Achilles heel #2 is the elitist expense of it all. Nearly everyone agrees that the most environmentally friendly way to carry your groceries home is in a cloth bag of some sort. When I was in school in London I loved the string bags. I try to be as environmentally-conscious as possible without getting an ulcer over the whole thing, so a few years back I went looking for those bags. The good news is that you can order them over the internet. The bad news is that the cheapest seem to hover right around the thirty-dollar mark. I don't know about you, but for me, thirty bucks is hovering in on 'six days' worth of groceries' territory. The plastic doohickies at Food Lion are a whopping 'free'. They'll set you back nothin'. Basically if you've got some extra cash to throw at the dogoodism gods, you're in good shape. You can get you some of those nifty earth-saving bags. But the rest of us down here on the ground are forced to roll a different way.

And yeah, part of me resents that part of the environmental movement in the same way that I resented the kids who wore Jordache in sixth grade. It's as though they think that flashing their money somehow makes them better, more saintly, cooler. It's enough to make me want to ban environmentalism.


At 5:44 PM, March 14, 2007, Blogger Exador said...

They could always buy carbon offsets.

I never confirmed it, but I heard once that those Amazonian natives that Sting dragged around the world to guilt us all into saving the rainforests, realized one day that they could sell off their tribal land and get condos in Rio.

At 5:46 PM, March 14, 2007, Anonymous tom said...

As a consumer and a former retail employee, I can attest to the fact that I LOVE my plastic shopping bags.

I remember when I worked at Target, the rack backs with the handles were the key to great service. There's no need for a bag boy, you just scanned the merchandise and bagged it. It makes being a cashier much easier.

If we switch over to cloth bags, we'll just go back to plastic in another 30 years.

At 9:26 PM, March 14, 2007, Blogger bridgett said...

If you really want a good cheap string bag, I recommend trying here:


The Acme (which is what I use) costs about 6 bucks.

(I also own an NYC snowglobe that has a little plastic bag tumbling around in it...)

Provided data:
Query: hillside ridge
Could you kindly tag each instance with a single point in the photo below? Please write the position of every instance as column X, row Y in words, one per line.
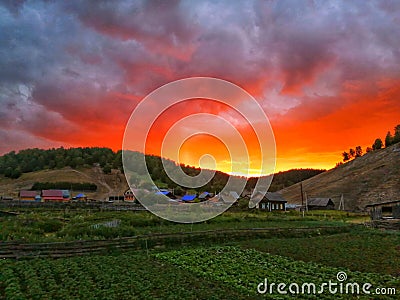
column 373, row 177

What this task involves:
In the blog post on grocery bags, about how much did the cheapest string bags ordered over the internet cost?

Result:
Right around thirty dollars.